[START]

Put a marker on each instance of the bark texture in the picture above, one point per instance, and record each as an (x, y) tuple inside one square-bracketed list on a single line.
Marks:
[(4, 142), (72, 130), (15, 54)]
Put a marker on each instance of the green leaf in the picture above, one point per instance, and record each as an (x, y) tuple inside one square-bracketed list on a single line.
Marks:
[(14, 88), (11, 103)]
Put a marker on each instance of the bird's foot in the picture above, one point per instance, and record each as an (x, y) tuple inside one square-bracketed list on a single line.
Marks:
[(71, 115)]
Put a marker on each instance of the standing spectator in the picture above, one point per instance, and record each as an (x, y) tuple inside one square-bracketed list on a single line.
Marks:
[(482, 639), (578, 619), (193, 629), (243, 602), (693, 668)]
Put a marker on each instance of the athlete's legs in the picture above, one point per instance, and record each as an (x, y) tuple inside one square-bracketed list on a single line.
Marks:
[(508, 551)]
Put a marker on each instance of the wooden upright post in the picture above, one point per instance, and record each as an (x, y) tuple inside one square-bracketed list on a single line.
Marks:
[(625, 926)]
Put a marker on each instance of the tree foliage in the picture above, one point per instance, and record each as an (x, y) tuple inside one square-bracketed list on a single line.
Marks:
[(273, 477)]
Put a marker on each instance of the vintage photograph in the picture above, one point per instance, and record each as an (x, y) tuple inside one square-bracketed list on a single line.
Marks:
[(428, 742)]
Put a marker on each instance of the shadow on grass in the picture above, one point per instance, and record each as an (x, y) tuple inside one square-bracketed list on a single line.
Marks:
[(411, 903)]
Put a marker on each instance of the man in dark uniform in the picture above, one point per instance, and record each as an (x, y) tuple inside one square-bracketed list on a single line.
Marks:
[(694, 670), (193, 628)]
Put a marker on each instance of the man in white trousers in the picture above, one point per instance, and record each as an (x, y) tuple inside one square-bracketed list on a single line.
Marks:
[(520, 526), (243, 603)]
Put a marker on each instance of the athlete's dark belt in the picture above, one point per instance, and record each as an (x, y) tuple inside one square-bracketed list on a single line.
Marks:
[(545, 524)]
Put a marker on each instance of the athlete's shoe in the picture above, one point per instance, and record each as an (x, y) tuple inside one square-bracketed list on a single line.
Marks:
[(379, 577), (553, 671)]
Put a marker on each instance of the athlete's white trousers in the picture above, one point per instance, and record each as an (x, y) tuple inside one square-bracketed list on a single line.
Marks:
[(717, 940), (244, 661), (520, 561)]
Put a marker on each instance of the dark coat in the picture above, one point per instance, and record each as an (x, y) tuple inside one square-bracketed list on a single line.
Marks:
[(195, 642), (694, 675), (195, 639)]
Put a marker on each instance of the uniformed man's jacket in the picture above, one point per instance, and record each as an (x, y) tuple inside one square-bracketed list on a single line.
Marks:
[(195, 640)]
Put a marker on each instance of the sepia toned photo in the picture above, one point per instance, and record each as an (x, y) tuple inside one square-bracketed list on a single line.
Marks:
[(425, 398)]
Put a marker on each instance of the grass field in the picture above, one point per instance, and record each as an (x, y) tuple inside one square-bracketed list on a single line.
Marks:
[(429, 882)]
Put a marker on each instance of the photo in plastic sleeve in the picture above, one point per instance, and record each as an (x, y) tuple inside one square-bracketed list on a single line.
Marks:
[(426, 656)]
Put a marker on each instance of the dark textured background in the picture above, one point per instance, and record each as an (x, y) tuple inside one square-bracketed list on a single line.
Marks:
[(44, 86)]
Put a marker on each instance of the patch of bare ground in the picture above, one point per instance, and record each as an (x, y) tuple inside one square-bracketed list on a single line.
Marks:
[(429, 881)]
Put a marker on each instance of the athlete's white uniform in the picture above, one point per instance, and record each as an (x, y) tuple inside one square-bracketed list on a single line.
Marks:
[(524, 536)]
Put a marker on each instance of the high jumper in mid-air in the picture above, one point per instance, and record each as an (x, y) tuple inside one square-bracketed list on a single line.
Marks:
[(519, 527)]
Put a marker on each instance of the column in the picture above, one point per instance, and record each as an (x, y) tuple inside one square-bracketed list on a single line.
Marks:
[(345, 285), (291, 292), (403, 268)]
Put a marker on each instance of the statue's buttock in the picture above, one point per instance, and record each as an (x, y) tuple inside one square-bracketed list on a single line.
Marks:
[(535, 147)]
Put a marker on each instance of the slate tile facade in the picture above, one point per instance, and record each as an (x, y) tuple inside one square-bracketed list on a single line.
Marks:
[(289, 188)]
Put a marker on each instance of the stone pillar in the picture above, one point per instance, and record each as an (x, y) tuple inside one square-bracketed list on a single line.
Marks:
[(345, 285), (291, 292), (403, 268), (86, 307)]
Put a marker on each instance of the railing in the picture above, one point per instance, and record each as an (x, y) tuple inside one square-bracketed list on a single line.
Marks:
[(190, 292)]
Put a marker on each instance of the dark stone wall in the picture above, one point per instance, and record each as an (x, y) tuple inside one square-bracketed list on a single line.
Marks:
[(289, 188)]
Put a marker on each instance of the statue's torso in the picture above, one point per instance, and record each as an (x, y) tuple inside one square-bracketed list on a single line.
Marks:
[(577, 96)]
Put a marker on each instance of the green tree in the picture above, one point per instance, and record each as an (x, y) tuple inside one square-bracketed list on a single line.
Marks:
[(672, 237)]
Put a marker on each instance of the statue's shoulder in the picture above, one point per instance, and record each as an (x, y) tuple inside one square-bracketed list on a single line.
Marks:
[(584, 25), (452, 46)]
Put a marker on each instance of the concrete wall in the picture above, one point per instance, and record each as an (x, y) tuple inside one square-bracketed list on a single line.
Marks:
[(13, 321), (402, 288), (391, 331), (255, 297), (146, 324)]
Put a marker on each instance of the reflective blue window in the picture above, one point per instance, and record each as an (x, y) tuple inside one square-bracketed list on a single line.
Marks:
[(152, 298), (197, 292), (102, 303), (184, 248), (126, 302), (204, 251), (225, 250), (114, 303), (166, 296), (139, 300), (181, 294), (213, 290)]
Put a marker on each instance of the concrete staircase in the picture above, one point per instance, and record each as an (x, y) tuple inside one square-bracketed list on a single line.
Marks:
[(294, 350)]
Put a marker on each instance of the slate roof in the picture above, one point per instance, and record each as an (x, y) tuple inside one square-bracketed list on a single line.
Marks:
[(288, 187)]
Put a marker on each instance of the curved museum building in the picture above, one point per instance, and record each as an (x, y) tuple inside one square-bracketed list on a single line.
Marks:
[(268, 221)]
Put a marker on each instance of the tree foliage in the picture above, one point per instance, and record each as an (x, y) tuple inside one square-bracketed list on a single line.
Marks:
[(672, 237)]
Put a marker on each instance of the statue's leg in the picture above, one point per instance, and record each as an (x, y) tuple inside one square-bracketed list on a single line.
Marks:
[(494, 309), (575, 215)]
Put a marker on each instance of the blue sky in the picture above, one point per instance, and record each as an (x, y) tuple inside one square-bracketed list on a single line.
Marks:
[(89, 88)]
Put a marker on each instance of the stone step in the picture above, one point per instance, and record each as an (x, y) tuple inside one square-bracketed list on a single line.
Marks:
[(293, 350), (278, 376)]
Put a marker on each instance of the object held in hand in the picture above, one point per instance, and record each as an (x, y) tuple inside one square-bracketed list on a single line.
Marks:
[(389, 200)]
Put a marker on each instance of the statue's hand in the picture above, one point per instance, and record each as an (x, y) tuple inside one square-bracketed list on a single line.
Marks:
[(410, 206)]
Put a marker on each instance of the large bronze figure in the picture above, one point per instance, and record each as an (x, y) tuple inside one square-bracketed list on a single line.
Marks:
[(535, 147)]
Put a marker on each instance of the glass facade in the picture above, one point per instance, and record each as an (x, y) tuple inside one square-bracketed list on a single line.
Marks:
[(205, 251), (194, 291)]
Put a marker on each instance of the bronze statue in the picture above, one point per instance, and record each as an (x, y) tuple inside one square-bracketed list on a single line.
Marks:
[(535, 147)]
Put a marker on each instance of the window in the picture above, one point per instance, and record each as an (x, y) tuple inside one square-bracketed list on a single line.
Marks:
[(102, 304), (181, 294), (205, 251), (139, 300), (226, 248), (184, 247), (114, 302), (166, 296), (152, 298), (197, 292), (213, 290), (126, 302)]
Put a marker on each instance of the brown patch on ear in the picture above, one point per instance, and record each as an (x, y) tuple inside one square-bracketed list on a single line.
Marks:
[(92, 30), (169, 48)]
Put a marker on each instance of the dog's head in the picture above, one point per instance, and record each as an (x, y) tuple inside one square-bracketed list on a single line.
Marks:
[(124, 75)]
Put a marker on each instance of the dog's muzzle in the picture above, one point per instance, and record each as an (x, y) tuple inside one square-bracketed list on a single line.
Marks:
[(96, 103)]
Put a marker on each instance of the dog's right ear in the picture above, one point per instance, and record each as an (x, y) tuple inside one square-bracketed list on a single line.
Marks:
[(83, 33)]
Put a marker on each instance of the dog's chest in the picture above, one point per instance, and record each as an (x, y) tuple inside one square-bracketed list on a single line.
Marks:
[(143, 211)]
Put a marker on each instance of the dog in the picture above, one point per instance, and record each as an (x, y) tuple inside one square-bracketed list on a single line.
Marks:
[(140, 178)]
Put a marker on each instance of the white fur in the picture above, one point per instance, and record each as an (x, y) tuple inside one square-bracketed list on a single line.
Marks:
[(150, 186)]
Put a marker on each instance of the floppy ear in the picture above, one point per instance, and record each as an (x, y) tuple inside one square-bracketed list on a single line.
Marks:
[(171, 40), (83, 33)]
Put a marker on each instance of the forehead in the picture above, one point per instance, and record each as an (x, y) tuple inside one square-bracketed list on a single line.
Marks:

[END]

● **PROBLEM DESCRIPTION**: Starting at the first of the rows above and ending at the line containing "[(14, 88), (11, 103)]", write out every line again, requests included. Multiply each point coordinate in the answers by 1.05 and round to whole numbers, rounding halves up.

● **THE ANSWER**:
Put a marker on each instance of the bark texture in the picture above, one point per instance, and record each as an (x, y) tuple inside one square-bracketed list on a single line.
Marks:
[(4, 149), (76, 137), (16, 57)]
Put a marker on each instance of the green leaf in the picture above, one point per instance, and record each as an (x, y) tuple inside one square-bracketed list on a single line.
Marks:
[(15, 92), (12, 108)]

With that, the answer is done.